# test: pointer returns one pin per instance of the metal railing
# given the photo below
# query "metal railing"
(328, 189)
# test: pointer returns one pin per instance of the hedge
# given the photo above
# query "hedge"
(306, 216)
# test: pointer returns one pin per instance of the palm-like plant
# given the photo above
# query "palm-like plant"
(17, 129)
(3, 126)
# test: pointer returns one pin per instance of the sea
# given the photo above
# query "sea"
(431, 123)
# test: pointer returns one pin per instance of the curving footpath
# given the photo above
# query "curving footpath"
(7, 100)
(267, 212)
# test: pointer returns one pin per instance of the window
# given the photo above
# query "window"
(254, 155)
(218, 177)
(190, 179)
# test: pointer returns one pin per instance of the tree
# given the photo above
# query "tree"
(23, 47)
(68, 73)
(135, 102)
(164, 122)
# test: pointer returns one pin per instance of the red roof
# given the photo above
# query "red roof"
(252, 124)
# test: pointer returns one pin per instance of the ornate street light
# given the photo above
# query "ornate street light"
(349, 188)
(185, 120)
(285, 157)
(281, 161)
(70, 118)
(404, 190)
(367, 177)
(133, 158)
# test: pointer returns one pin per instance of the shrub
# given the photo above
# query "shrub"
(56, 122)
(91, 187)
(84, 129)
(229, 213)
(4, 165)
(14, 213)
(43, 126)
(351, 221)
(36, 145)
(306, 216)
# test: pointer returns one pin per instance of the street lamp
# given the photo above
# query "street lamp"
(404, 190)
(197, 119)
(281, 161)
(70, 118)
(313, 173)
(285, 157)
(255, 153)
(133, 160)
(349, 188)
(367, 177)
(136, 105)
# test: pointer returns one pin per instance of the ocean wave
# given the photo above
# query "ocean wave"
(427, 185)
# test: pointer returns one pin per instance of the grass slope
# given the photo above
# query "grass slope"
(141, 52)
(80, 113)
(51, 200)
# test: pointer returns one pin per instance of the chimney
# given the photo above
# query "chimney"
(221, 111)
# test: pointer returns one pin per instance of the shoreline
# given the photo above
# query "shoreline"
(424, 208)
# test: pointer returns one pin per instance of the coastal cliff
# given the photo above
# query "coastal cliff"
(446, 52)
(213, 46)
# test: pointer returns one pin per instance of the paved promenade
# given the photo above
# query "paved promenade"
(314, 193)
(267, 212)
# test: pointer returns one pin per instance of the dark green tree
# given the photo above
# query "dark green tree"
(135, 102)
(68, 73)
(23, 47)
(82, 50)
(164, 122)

# # #

**Directions**
Reproduce the entries above in full, verbatim.

**Final result**
# test: pointer returns one pin per instance of the metal railing
# given the photo below
# query "metal railing"
(328, 189)
# test: pointer returns one pin per instance of the hedge
# given the photo above
# query "hedge"
(306, 216)
# test: pointer returns one pin per instance of the palm-like plant
# given the photo above
# query "palm-like plant"
(17, 129)
(3, 126)
# test: pointer returns one pin per instance of the sea
# given the photo above
# query "sea"
(431, 123)
# test: pointer returns one pin per instance of the curving footpath
# given the photo above
# query "curving footpath"
(7, 100)
(267, 212)
# test: pointer returns one pin per instance of the window
# given the photo above
# query "window"
(254, 155)
(218, 177)
(190, 179)
# test: pointer returns one pin per instance of the tree
# given the photo above
# query "tree"
(23, 47)
(68, 73)
(135, 102)
(164, 122)
# test: pointer returns one pin per instance of the red roof
# given the photo above
# query "red roof"
(252, 124)
# test: pointer returns one pin per instance of the ornate street light
# given the photo above
# query "ornate street light"
(349, 188)
(185, 120)
(285, 157)
(281, 161)
(70, 118)
(404, 190)
(367, 177)
(133, 158)
# test: pointer returns one pin per instance of the shrub
# given the photo above
# query "shrub"
(56, 122)
(91, 187)
(84, 129)
(229, 213)
(4, 165)
(14, 213)
(43, 126)
(351, 221)
(36, 145)
(306, 216)
# test: pointer returns one pin per instance of the street lamp
# given the photo above
# query "street lamp"
(404, 190)
(197, 119)
(281, 161)
(70, 118)
(313, 173)
(285, 157)
(255, 153)
(133, 160)
(349, 188)
(367, 177)
(136, 105)
# test: pointer returns one pin per instance of the ocean wave
# given the photo above
# query "ocean wave"
(427, 185)
# test: pointer returns one pin per instance of the grass slope
# given the photo above
# query "grass slope"
(141, 52)
(80, 113)
(51, 200)
# test: pointer returns one pin per instance of the chimney
# given the photo above
# query "chimney"
(221, 111)
# test: pointer returns one pin per instance of the shoreline
# given the photo above
# query "shoreline"
(424, 208)
# test: pointer returns one pin per instance of the coastal cliff
# given the photo above
# query "coastal cliff"
(446, 52)
(213, 46)
# test: pointer returns one pin per instance of the paved promenade
# given the photo above
# query "paved promenade"
(314, 193)
(267, 212)
# test: pointer returns one pin per instance of the dark green tree
# given the photo above
# query "dark green tree"
(135, 102)
(68, 73)
(23, 47)
(82, 50)
(164, 122)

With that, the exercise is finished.